**Task to complete:**
Reproduce the items below word for word, starting at the line that contains "Reviewer note: confirm that each instance of the man's" and continuing through the final line of the items.

Location identification items
---*---

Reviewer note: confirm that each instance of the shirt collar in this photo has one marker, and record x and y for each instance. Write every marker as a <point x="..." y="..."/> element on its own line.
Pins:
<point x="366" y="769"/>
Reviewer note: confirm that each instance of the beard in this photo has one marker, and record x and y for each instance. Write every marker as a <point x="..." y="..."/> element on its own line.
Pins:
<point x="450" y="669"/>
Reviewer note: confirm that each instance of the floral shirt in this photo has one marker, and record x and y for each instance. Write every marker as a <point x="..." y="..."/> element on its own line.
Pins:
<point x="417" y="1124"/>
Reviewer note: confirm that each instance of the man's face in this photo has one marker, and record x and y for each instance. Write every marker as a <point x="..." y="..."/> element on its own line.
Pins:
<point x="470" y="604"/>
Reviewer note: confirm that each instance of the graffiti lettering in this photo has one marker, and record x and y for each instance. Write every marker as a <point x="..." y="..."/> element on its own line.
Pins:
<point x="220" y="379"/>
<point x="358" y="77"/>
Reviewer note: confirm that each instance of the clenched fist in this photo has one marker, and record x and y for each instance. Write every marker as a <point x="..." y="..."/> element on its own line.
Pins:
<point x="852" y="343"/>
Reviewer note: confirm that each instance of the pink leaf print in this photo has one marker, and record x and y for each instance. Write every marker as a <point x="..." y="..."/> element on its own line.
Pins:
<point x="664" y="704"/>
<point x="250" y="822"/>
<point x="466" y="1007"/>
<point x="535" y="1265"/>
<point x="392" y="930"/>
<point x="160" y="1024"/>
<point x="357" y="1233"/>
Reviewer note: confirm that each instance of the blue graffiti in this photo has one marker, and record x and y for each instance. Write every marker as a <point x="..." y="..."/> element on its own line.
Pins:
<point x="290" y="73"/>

---*---

**Correct response:**
Reviewer note: confirm that each instance of the man's face in this photo has one marker, and record x and y for each instance. Write every marker as a <point x="..." y="..."/> element on its own line.
Pins:
<point x="470" y="604"/>
Reviewer note: confirm that each instance of the graffiti lettering in this photo has one marker, and record x and y for each instance. Write every marker as a <point x="..." y="..."/> element on its own line.
Pins:
<point x="220" y="379"/>
<point x="358" y="77"/>
Reviewer note: confirm that each instance of the clenched fist in this photo has one marker, and record x and y for each instance. Write every marker as a <point x="..." y="..."/> element on its own line.
Pins:
<point x="852" y="343"/>
Reviewer note: confirm that each instance of the pink leaf print in this photo has one marker, and record x and y for each instance. Write every marker as a <point x="..." y="..."/> element on its own line.
Pins:
<point x="664" y="704"/>
<point x="250" y="822"/>
<point x="466" y="1007"/>
<point x="535" y="1265"/>
<point x="392" y="930"/>
<point x="160" y="1024"/>
<point x="357" y="1233"/>
Reviewer note: confirm that each instance of the blue graffiti in this photo has one marker, and record x and y for each instance. Write every marker as a <point x="..." y="..."/> element on its own line.
Pins:
<point x="290" y="73"/>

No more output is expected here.